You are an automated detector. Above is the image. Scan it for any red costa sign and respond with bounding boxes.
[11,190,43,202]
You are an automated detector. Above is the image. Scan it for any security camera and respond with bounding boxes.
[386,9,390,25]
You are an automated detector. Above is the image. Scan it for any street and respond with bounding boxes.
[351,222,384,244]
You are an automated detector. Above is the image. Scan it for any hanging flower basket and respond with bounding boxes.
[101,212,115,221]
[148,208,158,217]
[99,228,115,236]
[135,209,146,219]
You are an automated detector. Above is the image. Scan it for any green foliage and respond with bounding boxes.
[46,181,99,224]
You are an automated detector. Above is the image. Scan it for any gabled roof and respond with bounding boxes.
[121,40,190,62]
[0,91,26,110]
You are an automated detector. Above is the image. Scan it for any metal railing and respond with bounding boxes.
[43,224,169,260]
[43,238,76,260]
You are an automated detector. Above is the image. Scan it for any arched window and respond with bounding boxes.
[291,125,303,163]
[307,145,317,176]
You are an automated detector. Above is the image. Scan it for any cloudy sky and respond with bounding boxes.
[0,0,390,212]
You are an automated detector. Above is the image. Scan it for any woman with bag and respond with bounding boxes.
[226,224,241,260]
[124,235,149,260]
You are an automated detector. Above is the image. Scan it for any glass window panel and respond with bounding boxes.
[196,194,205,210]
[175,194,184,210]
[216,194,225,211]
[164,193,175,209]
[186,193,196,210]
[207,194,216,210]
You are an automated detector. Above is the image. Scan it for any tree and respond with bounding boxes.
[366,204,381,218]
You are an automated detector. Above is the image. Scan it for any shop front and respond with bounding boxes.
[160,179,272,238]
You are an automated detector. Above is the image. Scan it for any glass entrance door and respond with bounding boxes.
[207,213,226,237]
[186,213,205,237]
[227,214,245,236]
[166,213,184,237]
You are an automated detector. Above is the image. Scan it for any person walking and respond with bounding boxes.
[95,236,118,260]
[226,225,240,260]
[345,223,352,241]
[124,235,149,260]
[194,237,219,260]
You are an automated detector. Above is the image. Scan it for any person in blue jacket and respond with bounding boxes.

-- -- --

Please reproduce, unchanged, the part of the material above that opens with the line containing "door and respond with bounding boxes." and closes with the last line of the material.

## TASK SOLUTION:
You are an automated detector. Above is the image. Scan it for any glass entrance door and respond with bounding boxes.
[207,213,226,237]
[186,213,205,237]
[227,214,245,236]
[166,213,184,237]
You are an automated detector. Above is the image. Scan it for any person walking and respond with bounding boxes.
[95,236,118,260]
[226,225,240,260]
[345,223,352,241]
[124,235,149,260]
[194,237,219,260]
You are an automated detector. Above is the image. Scan it for any person in blue jacket and respond with bounding boxes.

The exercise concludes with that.